### SHORT PROBLEM A
Please rewrite the passage of the TransFuser overview that begins at "Architecture / Method" and stops after "and LiDAR tokens.", swapping "image tokens" for "camera tokens" wherever it occurs.

### ARTICLE
○ ○ ○ ○
TransFuser: Imitation with Transformer-Based Sensor Fusion for Autonomous Driving

Overview

TransFuser (Chitta et al., 2022) is a foundational paper for transformer-based sensor fusion in end-to-end autonomous driving. The key problem it addresses is how to effectively combine information from cameras and LiDAR for driving: prior approaches either processed each modality independently and fused late (losing cross-modal interactions) or used simple concatenation (ignoring the geometric relationship between modalities). TransFuser uses transformer self-attention to fuse image and LiDAR features at multiple resolutions within the encoder, enabling rich cross-modal reasoning.

The architecture demonstrates that attention-based fusion substantially outperforms both late fusion and simple concatenation approaches on the CARLA closed-loop driving benchmark. By applying transformers at intermediate layers of the ResNet backbone (not just at the output), TransFuser captures fine-grained cross-modal correspondences -- for example, relating the visual appearance of a distant vehicle to its precise 3D position in the LiDAR point cloud. This multi-scale fusion is critical for driving, where both local details (traffic light color) and global context (intersection layout) matter.

TransFuser became one of the most referenced baselines for CARLA-based end-to-end driving research. Its design philosophy -- that cross-modal attention at multiple scales is essential for driving -- influenced subsequent work including InterFuser, TCP, and the broader shift toward attention-based perception-planning architectures in autonomous driving.

Key Contributions

Multi-scale transformer fusion: Applies transformer self-attention to fuse image and LiDAR features at multiple intermediate resolutions of the encoder backbone, not just at the final feature level
Cross-modal attention for driving: Demonstrates that attention-based fusion outperforms late fusion and concatenation by learning which cross-modal correspondences are relevant for driving decisions
Strong CARLA closed-loop baseline: Establishes a competitive and reproducible baseline on the CARLA Leaderboard that subsequent papers consistently compare against
Multi-task learning framework: Uses auxiliary supervision including depth estimation, BEV semantic segmentation, HD map prediction, and vehicle detection (2D bounding boxes) to regularize the learned representations and improve driving performance
Latent TransFuser variant: Provides a strong image-only baseline that surpasses reinforcement learning-based image-only methods, establishing new performance standards for camera-only driving
Imitation learning with geometric reasoning: Shows that transformer attention can implicitly learn geometric correspondences between 2D image features and 3D LiDAR features without explicit geometric projection

Architecture

┌─────────────────────────────────────────────────────────────────┐
│                     TransFuser Pipeline                         │
│                                                                 │
│  RGB Image              LiDAR BEV                               │
│     │                      │                                    │
│  ┌──▼──┐               ┌──▼──┐                                  │
│  │RegNet│               │RegNet│                                 │
│  │Blk 1 │               │Blk 1 │                                │
│  └──┬──┘               └──┬──┘                                  │
│     │    ┌────────────┐   │                                     │
│     └───►│ Transformer ◄──┘   (Scale 1: high res)               │
│     ┌────┤  Fusion     ├───┐                                    │
│  ┌──▼──┐ └────────────┘┌──▼──┐                                  │
│  │RegNet│               │RegNet│                                 │
│  │Blk 2 │               │Blk 2 │                                │
│  └──┬──┘               └──┬──┘                                  │
│     │    ┌────────────┐   │                                     │
│     └───►│ Transformer ◄──┘   (Scale 2: mid res)                │
│     ┌────┤  Fusion     ├───┐                                    │
│  ┌──▼──┐ └────────────┘┌──▼──┐                                  │
│  │RegNet│               │RegNet│                                 │
│  │Blk 3 │               │Blk 3 │                                │
│  └──┬──┘               └──┬──┘                                  │
│     │    ┌────────────┐   │                                     │
│     └───►│ Transformer ◄──┘   (Scale 3: low res)                │
│          │  Fusion     │                                        │
│          └─────┬───────┘                                        │
│                │  Fused features                                 │
│          ┌─────▼───────┐                                        │
│          │  GRU Waypoint│                                       │
│          │  Predictor   │──► Waypoints ──► PID ──► Steer/Accel  │
│          └─────────────┘                                        │
│                                                                 │
│  Auxiliary:  BEV Seg  │  Depth Est  │  HD Map  │  Vehicle Det   │
└─────────────────────────────────────────────────────────────────┘

Architecture / Method

TransFuser architecture: parallel image and LiDAR branches connected by transformer fusion modules

Multi-task learning framework showing outputs for depth, segmentation, HD maps, and detection

TransFuser processes two input streams: front-facing RGB camera images and LiDAR BEV (bird's eye view) representations. Both are encoded by separate RegNetY-3.2GF backbones (the image branch is pretrained on ImageNet; the LiDAR BEV branch is trained from scratch). At multiple intermediate stages of the backbone (after each ResNet block), the spatial features from both modalities are flattened into token sequences and fed into a transformer module that performs cross-attention between image tokens and LiDAR tokens.
○ ○ ○ ○
### SHORT PROBLEM B
Select and copy every line of the records that contains the word "orange". Matching is case-sensitive.

### SUPPLIED MATERIAL
○ ○ ○ ○
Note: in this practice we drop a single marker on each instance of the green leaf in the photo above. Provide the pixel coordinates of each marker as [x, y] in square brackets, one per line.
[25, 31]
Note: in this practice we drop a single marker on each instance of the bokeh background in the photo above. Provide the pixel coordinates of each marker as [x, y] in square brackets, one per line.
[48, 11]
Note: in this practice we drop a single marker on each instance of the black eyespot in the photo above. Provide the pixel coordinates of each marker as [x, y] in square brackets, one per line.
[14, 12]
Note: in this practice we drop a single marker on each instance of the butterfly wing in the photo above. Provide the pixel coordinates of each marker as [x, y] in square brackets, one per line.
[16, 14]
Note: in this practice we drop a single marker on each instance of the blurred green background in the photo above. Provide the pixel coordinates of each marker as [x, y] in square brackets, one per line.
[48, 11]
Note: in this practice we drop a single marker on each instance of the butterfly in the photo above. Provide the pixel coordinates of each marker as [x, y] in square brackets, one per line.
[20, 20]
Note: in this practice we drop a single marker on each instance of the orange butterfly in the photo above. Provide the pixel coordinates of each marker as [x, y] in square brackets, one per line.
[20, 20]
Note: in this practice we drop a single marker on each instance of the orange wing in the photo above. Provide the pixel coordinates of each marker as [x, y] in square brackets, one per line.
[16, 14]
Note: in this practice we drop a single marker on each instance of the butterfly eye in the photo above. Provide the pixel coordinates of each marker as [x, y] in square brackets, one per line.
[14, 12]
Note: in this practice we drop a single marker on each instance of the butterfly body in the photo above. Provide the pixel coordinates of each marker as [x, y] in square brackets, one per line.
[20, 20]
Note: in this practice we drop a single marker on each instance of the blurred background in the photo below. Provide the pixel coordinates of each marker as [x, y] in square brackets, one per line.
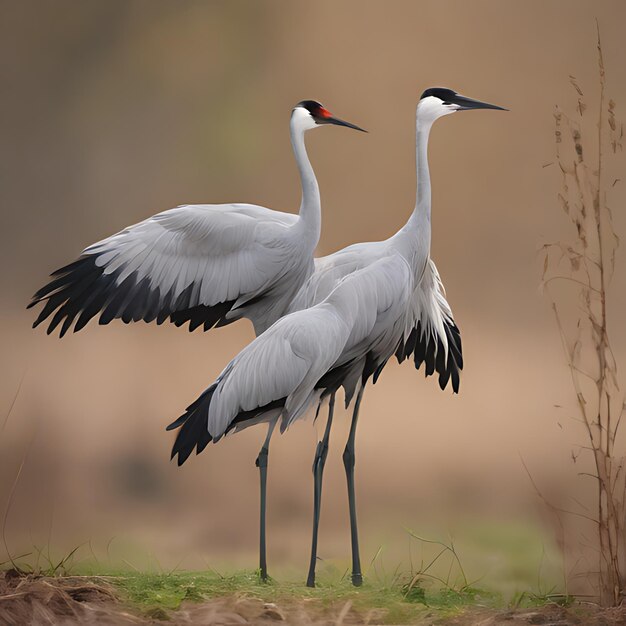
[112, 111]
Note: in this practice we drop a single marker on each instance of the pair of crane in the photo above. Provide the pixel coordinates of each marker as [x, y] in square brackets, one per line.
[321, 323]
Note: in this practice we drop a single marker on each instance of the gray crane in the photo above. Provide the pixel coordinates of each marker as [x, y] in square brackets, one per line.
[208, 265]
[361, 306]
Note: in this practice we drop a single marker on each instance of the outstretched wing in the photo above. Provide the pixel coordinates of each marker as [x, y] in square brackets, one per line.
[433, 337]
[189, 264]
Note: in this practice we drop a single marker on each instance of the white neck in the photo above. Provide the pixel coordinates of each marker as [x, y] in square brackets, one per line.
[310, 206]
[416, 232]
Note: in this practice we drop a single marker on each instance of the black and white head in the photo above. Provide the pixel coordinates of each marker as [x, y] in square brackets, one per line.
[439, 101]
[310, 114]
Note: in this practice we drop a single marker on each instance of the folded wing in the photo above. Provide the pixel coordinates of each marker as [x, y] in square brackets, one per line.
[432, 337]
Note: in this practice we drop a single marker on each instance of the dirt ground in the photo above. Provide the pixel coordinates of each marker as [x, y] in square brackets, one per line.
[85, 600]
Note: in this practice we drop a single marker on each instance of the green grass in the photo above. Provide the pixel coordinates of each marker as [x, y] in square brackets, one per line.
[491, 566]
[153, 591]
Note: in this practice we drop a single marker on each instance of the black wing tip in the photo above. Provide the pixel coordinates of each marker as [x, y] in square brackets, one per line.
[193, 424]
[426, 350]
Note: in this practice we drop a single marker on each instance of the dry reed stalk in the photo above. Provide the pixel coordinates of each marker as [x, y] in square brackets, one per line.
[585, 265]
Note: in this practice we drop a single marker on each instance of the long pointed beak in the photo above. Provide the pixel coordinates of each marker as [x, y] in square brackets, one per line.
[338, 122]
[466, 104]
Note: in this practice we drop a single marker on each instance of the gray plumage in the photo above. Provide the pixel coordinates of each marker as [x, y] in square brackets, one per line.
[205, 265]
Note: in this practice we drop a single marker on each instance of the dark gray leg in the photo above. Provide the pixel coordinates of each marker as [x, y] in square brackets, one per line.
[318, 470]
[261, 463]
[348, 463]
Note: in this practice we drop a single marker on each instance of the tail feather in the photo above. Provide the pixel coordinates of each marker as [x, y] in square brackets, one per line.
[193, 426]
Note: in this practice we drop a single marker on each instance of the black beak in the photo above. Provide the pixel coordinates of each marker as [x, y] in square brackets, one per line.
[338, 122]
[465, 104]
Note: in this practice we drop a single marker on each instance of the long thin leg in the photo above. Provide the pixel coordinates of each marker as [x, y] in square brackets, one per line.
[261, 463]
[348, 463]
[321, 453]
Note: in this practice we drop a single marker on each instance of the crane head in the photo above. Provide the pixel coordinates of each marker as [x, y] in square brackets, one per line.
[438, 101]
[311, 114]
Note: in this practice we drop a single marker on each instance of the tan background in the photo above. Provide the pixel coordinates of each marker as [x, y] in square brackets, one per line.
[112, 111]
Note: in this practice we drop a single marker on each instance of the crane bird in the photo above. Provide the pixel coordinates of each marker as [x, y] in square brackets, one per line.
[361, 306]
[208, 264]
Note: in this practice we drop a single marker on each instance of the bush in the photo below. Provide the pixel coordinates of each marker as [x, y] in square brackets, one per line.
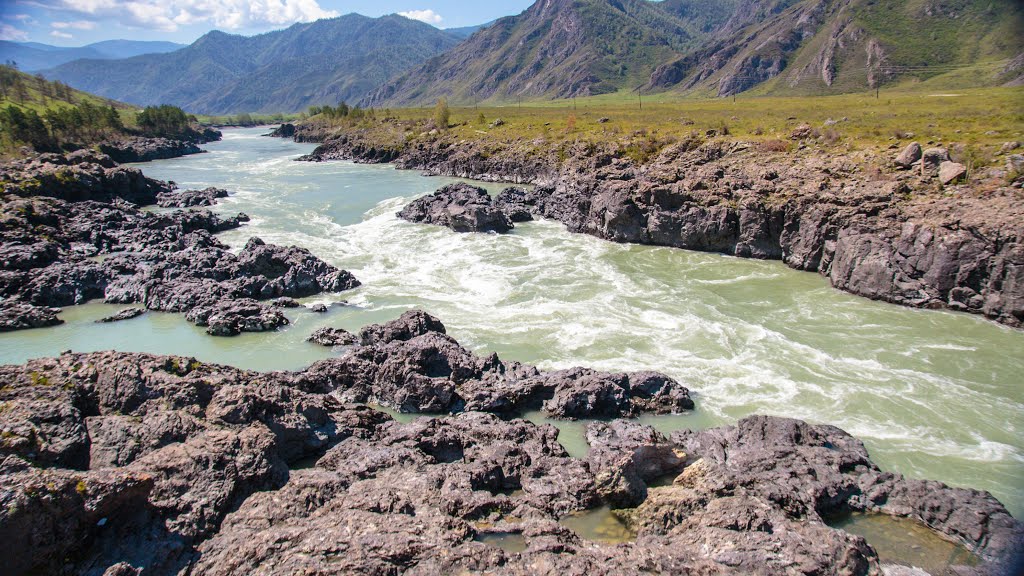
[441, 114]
○ ○ ○ ○
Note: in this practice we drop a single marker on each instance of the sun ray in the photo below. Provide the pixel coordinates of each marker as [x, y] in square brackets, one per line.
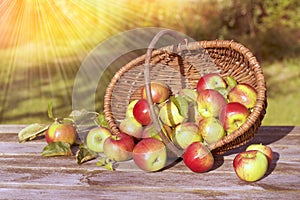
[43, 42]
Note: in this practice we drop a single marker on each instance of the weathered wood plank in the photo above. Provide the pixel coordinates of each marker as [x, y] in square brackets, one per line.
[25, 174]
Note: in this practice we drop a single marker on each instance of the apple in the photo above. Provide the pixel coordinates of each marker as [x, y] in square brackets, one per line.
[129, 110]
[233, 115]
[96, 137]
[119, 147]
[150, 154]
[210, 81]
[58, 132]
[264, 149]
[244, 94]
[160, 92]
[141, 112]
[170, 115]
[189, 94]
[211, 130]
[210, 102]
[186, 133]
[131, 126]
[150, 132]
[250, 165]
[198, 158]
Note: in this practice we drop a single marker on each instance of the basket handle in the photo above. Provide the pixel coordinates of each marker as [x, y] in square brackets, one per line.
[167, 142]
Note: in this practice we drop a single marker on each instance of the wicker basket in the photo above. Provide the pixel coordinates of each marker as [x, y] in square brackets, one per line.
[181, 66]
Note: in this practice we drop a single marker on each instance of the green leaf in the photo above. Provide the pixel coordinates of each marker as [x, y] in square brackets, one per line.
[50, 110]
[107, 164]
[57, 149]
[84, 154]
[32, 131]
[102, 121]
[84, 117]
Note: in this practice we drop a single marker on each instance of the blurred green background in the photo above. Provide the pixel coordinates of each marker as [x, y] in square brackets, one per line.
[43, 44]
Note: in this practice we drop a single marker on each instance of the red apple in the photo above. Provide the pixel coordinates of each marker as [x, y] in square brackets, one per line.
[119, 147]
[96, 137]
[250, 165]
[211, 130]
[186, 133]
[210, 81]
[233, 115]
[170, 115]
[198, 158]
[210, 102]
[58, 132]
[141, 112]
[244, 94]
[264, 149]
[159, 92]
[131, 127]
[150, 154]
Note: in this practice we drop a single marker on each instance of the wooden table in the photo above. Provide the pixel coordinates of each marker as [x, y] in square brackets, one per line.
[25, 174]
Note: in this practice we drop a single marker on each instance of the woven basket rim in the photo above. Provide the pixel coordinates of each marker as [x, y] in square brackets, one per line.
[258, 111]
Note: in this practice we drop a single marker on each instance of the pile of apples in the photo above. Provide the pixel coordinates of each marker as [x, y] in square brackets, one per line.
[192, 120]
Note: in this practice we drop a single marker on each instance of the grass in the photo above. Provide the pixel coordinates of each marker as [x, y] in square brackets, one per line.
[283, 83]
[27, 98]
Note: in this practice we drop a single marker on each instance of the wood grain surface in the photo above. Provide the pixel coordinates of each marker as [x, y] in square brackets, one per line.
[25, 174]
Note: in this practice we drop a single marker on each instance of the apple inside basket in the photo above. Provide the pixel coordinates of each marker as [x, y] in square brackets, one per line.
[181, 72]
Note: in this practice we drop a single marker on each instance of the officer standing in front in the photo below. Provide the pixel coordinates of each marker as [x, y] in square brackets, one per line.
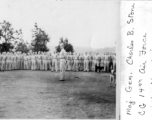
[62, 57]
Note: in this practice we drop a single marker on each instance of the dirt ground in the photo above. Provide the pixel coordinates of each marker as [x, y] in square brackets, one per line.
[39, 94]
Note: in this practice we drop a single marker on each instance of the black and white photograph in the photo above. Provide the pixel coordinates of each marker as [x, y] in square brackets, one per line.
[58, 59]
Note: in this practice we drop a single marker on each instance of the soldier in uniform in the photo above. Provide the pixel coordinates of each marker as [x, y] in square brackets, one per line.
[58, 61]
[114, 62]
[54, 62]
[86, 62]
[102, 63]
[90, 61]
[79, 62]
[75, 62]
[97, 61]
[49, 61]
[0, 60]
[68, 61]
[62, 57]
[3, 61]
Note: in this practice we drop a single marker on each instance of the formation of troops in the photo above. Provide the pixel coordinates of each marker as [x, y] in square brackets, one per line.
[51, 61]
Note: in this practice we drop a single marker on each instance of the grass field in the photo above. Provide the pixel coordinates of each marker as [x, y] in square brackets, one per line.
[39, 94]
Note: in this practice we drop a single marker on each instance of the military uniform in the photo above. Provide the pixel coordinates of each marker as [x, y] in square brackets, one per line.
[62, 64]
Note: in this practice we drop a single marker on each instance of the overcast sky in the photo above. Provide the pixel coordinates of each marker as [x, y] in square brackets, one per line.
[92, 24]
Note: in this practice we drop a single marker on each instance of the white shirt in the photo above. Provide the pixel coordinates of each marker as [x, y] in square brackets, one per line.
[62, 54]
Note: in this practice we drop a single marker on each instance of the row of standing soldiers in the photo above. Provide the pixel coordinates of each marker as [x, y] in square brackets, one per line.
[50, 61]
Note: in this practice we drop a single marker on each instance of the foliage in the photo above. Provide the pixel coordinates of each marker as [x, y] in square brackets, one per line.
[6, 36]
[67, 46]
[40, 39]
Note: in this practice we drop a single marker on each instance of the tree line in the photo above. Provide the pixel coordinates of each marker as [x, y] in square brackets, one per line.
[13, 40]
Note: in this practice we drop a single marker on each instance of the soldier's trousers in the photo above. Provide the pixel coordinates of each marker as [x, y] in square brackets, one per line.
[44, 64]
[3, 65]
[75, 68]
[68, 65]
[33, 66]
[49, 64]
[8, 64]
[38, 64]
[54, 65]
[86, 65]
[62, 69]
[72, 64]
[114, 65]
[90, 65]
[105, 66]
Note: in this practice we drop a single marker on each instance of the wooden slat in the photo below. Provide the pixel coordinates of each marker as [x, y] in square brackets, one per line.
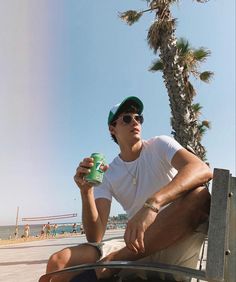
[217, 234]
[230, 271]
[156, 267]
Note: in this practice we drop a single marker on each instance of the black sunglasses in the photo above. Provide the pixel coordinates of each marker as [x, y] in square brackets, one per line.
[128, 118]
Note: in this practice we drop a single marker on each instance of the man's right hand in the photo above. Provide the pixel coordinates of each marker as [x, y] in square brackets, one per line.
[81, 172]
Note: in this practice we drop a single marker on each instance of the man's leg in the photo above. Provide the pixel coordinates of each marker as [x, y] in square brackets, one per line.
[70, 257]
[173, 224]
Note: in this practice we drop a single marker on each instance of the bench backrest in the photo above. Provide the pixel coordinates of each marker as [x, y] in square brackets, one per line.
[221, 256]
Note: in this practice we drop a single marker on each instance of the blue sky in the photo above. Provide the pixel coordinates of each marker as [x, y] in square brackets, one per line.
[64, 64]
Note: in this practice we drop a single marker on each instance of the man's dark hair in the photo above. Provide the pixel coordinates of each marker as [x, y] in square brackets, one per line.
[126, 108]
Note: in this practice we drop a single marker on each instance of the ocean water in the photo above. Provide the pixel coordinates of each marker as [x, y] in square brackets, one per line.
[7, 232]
○ ○ ○ ○
### WRITTEN ANSWER A
Architecture / Method

TransFuser architecture: parallel image and LiDAR branches connected by transformer fusion modules

Multi-task learning framework showing outputs for depth, segmentation, HD maps, and detection

TransFuser processes two input streams: front-facing RGB camera images and LiDAR BEV (bird's eye view) representations. Both are encoded by separate RegNetY-3.2GF backbones (the image branch is pretrained on ImageNet; the LiDAR BEV branch is trained from scratch). At multiple intermediate stages of the backbone (after each ResNet block), the spatial features from both modalities are flattened into token sequences and fed into a transformer module that performs cross-attention between camera tokens and LiDAR tokens.

### WRITTEN ANSWER B
Note: in this practice we drop a single marker on each instance of the orange butterfly in the photo above. Provide the pixel coordinates of each marker as [x, y] in square brackets, one per line.
Note: in this practice we drop a single marker on each instance of the orange wing in the photo above. Provide the pixel coordinates of each marker as [x, y] in square brackets, one per line.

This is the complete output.